▶ **STATED EXERCISE 1**
In the article on founder exits, what are the two broad categories of founder termination?
▶ **STATED EXERCISE 2**
Reproduce the part of the article on founder exits that begins at the words "Do you know" and stops after "investors or both.", switching "acrimonious" to "hostile".
▶ **STATED EXERCISE 3**
List every instance that the article on founder exits names as a possible cause of investor-founder conflict.

──────── ARTICLE ────────

Do you know what is the fact that founders of early-stage start-ups are least likely to think of while entering into agreements with their co-founders and investors? The fact that things may go wrong between them, and they may not be welcome in their beloved company anymore.

An acrimonious exit of a founder is far from a “Black Swan event”. Though not an everyday feature, there have been several instances globally and in India, where celebrated founders have been dethroned from their beloved enterprises, on account of animosity with their co-founders or investors or both.

There are instances aplenty that can be found in the public domain where legends of the startup world and pioneers of the technology business, had to face the rather unsavory outcome of well-publicized and far from amicable exits from their fabled startups. Without going into the details of these matters (which are extremely complex and nuanced), these exits had the eyeballs of the entire world and were followed by all and sundry. The outcome of such events had grave consequences on some companies and/or the founders. In some other cases, the company or the founder withstood the turn of the tide and came out stronger on the other side.

Instances of animosity brewing amongst founders have occurred on account of a mismatch in views and objectives in the way the company is to be run. In the event these differences remain unresolved for a sustained period, the risk of a major dispute becomes inevitable. Another instance of animosity amidst founders occurs when one founder seems to become eponymous with the business, while the other founders feel overshadowed by the persona or ostensible hubris of the other founder.

Things become more complicated when allegations surface against a founder in relation to acts of fraud, moral turpitude, sexual harassment, or misconduct. In scenarios such as these, the other founders, investors, and shareholders may distance themselves from the founder against whom such allegations have been levelled.

The relationship between investors and founders is complex and nuanced. While the intent for any investment is the growth of the company and to make a good return, in the process sometimes things go wrong and relationships become sour between investors and the founder/founders.

The instances leading to investor-founder conflict can include lack of transparency in the management of the company, violation of the shareholders agreement, taking decisions in derogation of an agreed business plan, deadlock on major decisions and the business being run in a manner that is detrimental to the eventual exit strategy of the investor.

But who thinks of this when starting up or raising funds? The positivity of starting something pathbreaking and the adrenaline rush end up overshadowing and repressing any thoughts around possible catastrophes. As more and more instances of founders’ acrimonious exits become common, this topic needs more discussion and consideration.

Key legal and contractual issues during founder’s acrimonious exit

One of the trickiest issues in any shareholders agreement/employment agreement of a founder, is dealing with the termination for cause or resignation of the founder and the related claw-back provisions/consequences.

The termination of the founder can be broadly categorized into two buckets (i) with cause or (ii) without cause. The consequences and impact of a founder’s employment being terminated accordingly, with or without cause, have wide ramifications and implications on such a founder. Consequently, it is imperative that founders are cautious about what is written in their agreement regarding, inter-alia, the following:

  • What constitutes “cause”?
  • Who will determine “cause” and how will “cause” be ascertained?
  • What happens to the shares of the founder in such event?

──────── MATERIAL SHOWN ────────

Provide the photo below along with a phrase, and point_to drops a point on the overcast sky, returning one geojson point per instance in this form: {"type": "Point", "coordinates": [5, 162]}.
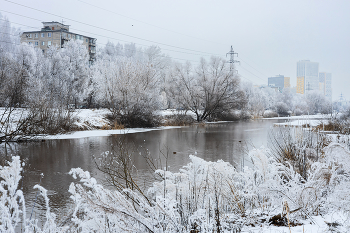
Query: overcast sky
{"type": "Point", "coordinates": [269, 36]}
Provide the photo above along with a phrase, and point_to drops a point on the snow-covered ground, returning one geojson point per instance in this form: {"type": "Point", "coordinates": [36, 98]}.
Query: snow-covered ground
{"type": "Point", "coordinates": [103, 133]}
{"type": "Point", "coordinates": [91, 121]}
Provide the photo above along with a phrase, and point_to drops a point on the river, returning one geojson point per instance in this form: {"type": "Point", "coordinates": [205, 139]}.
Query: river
{"type": "Point", "coordinates": [48, 162]}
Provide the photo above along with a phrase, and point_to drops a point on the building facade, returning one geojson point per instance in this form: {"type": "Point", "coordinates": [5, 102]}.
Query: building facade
{"type": "Point", "coordinates": [280, 82]}
{"type": "Point", "coordinates": [308, 71]}
{"type": "Point", "coordinates": [57, 34]}
{"type": "Point", "coordinates": [300, 85]}
{"type": "Point", "coordinates": [325, 80]}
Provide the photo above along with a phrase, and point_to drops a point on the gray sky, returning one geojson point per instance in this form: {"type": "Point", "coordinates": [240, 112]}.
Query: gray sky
{"type": "Point", "coordinates": [270, 36]}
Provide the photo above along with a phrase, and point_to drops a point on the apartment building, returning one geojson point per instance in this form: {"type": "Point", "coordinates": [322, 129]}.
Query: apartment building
{"type": "Point", "coordinates": [325, 80]}
{"type": "Point", "coordinates": [308, 71]}
{"type": "Point", "coordinates": [57, 34]}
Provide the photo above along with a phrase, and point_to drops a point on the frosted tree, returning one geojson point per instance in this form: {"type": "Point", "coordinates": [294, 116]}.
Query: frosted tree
{"type": "Point", "coordinates": [208, 90]}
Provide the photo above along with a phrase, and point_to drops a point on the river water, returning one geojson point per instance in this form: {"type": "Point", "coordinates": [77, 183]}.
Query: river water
{"type": "Point", "coordinates": [48, 162]}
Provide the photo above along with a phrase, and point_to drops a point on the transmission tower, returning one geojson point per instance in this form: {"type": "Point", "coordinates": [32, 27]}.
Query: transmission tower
{"type": "Point", "coordinates": [232, 58]}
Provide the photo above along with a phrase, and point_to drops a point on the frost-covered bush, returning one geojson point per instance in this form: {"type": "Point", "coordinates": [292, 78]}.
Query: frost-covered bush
{"type": "Point", "coordinates": [12, 203]}
{"type": "Point", "coordinates": [203, 196]}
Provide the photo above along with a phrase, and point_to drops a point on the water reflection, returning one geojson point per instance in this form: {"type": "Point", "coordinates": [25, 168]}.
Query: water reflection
{"type": "Point", "coordinates": [55, 158]}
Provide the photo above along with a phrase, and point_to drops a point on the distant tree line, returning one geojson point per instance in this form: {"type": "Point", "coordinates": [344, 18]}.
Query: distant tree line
{"type": "Point", "coordinates": [133, 83]}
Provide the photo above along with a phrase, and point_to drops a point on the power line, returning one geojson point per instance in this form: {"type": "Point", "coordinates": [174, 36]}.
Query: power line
{"type": "Point", "coordinates": [176, 58]}
{"type": "Point", "coordinates": [119, 32]}
{"type": "Point", "coordinates": [135, 37]}
{"type": "Point", "coordinates": [100, 35]}
{"type": "Point", "coordinates": [114, 32]}
{"type": "Point", "coordinates": [252, 73]}
{"type": "Point", "coordinates": [113, 12]}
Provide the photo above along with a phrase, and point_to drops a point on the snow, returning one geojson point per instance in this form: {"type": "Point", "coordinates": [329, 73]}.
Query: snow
{"type": "Point", "coordinates": [103, 133]}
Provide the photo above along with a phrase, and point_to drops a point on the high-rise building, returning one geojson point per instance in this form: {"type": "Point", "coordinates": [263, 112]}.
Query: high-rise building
{"type": "Point", "coordinates": [325, 80]}
{"type": "Point", "coordinates": [300, 85]}
{"type": "Point", "coordinates": [309, 72]}
{"type": "Point", "coordinates": [56, 34]}
{"type": "Point", "coordinates": [280, 82]}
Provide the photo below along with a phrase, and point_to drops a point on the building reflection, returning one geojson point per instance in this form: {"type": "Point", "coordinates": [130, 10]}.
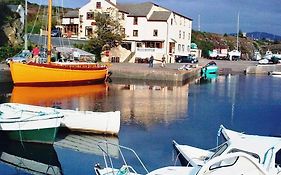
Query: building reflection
{"type": "Point", "coordinates": [142, 104]}
{"type": "Point", "coordinates": [146, 104]}
{"type": "Point", "coordinates": [69, 97]}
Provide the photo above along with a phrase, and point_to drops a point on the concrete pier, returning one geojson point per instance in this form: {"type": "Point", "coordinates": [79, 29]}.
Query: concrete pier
{"type": "Point", "coordinates": [169, 73]}
{"type": "Point", "coordinates": [5, 74]}
{"type": "Point", "coordinates": [263, 69]}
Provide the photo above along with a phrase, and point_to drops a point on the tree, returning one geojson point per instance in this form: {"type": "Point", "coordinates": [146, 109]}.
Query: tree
{"type": "Point", "coordinates": [107, 34]}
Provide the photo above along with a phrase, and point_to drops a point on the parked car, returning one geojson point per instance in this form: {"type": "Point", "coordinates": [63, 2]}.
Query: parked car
{"type": "Point", "coordinates": [186, 59]}
{"type": "Point", "coordinates": [20, 57]}
{"type": "Point", "coordinates": [56, 33]}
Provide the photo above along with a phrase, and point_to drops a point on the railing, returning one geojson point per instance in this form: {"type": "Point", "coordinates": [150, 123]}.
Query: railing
{"type": "Point", "coordinates": [150, 50]}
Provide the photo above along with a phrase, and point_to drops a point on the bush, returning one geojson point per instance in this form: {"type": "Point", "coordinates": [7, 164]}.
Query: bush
{"type": "Point", "coordinates": [7, 51]}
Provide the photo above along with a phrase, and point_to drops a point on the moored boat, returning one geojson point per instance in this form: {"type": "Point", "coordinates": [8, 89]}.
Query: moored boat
{"type": "Point", "coordinates": [29, 123]}
{"type": "Point", "coordinates": [238, 162]}
{"type": "Point", "coordinates": [266, 150]}
{"type": "Point", "coordinates": [51, 74]}
{"type": "Point", "coordinates": [54, 74]}
{"type": "Point", "coordinates": [30, 158]}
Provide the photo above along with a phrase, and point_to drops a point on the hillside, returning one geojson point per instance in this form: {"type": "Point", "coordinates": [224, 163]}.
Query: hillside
{"type": "Point", "coordinates": [209, 41]}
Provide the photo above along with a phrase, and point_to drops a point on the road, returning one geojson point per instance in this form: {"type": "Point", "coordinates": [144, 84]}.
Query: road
{"type": "Point", "coordinates": [56, 41]}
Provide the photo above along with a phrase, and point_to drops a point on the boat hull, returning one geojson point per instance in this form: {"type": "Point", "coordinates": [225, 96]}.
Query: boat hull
{"type": "Point", "coordinates": [47, 135]}
{"type": "Point", "coordinates": [29, 123]}
{"type": "Point", "coordinates": [210, 70]}
{"type": "Point", "coordinates": [55, 74]}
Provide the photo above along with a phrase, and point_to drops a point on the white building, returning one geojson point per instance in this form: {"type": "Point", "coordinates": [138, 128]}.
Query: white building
{"type": "Point", "coordinates": [70, 23]}
{"type": "Point", "coordinates": [149, 28]}
{"type": "Point", "coordinates": [20, 10]}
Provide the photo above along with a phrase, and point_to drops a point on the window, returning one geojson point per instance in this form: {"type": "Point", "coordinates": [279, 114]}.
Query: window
{"type": "Point", "coordinates": [135, 32]}
{"type": "Point", "coordinates": [135, 20]}
{"type": "Point", "coordinates": [90, 15]}
{"type": "Point", "coordinates": [123, 31]}
{"type": "Point", "coordinates": [155, 32]}
{"type": "Point", "coordinates": [98, 5]}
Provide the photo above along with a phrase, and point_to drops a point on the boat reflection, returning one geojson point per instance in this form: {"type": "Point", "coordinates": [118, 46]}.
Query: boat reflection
{"type": "Point", "coordinates": [207, 78]}
{"type": "Point", "coordinates": [147, 105]}
{"type": "Point", "coordinates": [30, 158]}
{"type": "Point", "coordinates": [88, 143]}
{"type": "Point", "coordinates": [67, 97]}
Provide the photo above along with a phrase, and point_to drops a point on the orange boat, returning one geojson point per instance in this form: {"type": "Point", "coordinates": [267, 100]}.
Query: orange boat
{"type": "Point", "coordinates": [63, 96]}
{"type": "Point", "coordinates": [54, 74]}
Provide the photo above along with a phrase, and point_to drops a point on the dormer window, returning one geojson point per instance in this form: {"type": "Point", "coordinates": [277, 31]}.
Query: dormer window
{"type": "Point", "coordinates": [135, 20]}
{"type": "Point", "coordinates": [98, 5]}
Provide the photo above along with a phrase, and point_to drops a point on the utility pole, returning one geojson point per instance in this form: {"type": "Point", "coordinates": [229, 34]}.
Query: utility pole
{"type": "Point", "coordinates": [25, 26]}
{"type": "Point", "coordinates": [199, 27]}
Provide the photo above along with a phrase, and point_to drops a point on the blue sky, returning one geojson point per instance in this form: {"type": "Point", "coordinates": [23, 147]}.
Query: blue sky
{"type": "Point", "coordinates": [218, 16]}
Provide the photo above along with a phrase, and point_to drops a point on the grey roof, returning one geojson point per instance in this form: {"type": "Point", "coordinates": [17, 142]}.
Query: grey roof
{"type": "Point", "coordinates": [160, 16]}
{"type": "Point", "coordinates": [141, 9]}
{"type": "Point", "coordinates": [71, 14]}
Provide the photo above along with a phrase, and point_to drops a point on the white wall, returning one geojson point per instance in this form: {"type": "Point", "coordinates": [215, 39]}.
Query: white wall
{"type": "Point", "coordinates": [91, 7]}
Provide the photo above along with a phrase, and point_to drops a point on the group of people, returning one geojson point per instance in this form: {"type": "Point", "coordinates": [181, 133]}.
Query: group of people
{"type": "Point", "coordinates": [151, 59]}
{"type": "Point", "coordinates": [36, 53]}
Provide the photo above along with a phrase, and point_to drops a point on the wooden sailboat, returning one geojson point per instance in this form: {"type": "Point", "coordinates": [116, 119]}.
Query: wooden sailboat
{"type": "Point", "coordinates": [54, 74]}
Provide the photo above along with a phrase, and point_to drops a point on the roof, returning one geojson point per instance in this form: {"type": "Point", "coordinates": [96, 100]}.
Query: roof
{"type": "Point", "coordinates": [142, 10]}
{"type": "Point", "coordinates": [138, 10]}
{"type": "Point", "coordinates": [13, 8]}
{"type": "Point", "coordinates": [160, 16]}
{"type": "Point", "coordinates": [71, 14]}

────────

▶ **TASK SOLUTION 1**
Termination with cause and termination without cause.

▶ **TASK SOLUTION 2**
Do you know what is the fact that founders of early-stage start-ups are least likely to think of while entering into agreements with their co-founders and investors? The fact that things may go wrong between them, and they may not be welcome in their beloved company anymore.

An hostile exit of a founder is far from a “Black Swan event”. Though not an everyday feature, there have been several instances globally and in India, where celebrated founders have been dethroned from their beloved enterprises, on account of animosity with their co-founders or investors or both.

▶ **TASK SOLUTION 3**
- Lack of transparency in the management of the company
- Violation of the shareholders agreement
- Taking decisions in derogation of an agreed business plan
- Deadlock on major decisions
- The business being run in a manner that is detrimental to the eventual exit strategy of the investor